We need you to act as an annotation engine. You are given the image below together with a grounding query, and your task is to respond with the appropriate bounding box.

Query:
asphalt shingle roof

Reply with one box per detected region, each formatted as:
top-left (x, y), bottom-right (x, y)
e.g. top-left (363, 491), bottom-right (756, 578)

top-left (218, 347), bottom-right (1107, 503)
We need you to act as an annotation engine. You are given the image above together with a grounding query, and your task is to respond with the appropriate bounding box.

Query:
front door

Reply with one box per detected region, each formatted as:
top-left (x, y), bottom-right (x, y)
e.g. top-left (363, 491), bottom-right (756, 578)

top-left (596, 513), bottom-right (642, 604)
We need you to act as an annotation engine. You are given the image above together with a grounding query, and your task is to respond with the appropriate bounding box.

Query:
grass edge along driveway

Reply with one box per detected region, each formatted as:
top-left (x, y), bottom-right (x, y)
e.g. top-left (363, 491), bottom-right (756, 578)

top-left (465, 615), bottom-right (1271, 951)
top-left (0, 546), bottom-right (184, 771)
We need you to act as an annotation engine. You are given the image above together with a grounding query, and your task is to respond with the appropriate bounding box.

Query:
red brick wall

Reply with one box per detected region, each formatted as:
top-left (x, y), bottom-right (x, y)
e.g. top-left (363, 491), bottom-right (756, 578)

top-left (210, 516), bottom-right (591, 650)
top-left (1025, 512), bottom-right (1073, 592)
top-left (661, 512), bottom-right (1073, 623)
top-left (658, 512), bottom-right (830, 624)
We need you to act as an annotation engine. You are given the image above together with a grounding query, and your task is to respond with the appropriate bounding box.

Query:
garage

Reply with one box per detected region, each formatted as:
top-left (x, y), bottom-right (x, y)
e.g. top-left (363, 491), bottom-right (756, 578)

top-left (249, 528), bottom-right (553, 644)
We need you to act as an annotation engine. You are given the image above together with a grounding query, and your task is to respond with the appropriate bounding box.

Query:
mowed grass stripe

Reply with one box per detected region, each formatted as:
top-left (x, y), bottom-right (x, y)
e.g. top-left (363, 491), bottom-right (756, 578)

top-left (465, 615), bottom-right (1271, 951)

■ Exercise requirements
Retype the data above without any change, beginning at its first line and continuing through the line that contains "top-left (0, 546), bottom-right (184, 771)", with both of those lines included.

■ Reply to the task
We need you to act as an annotation engine. You are given the image below together with a grounding query, and your task is to respond with the appropriate bounding box.

Query:
asphalt shingle roof

Reply with one box per detected region, each formatted as:
top-left (x, y), bottom-right (x, y)
e.g. top-left (363, 491), bottom-right (756, 578)

top-left (218, 347), bottom-right (1107, 503)
We need you to act as an annotation engine. You are given the image above together with a grounding query, and your task is to respond with the appropriate bounding box.

Query:
front door

Reply with one box per detected region, each formatted as:
top-left (x, y), bottom-right (x, y)
e.g. top-left (363, 491), bottom-right (756, 578)

top-left (596, 513), bottom-right (642, 604)
We need you to act as an annotation engine. You are given the image above together with a grounding query, and your task is to respond with the appropriate bounding box.

Query:
grass edge along driveway

Reply with one box per detected region, each formatted as:
top-left (x, y), bottom-right (x, y)
e.g. top-left (363, 491), bottom-right (756, 578)

top-left (465, 615), bottom-right (1271, 951)
top-left (0, 546), bottom-right (184, 771)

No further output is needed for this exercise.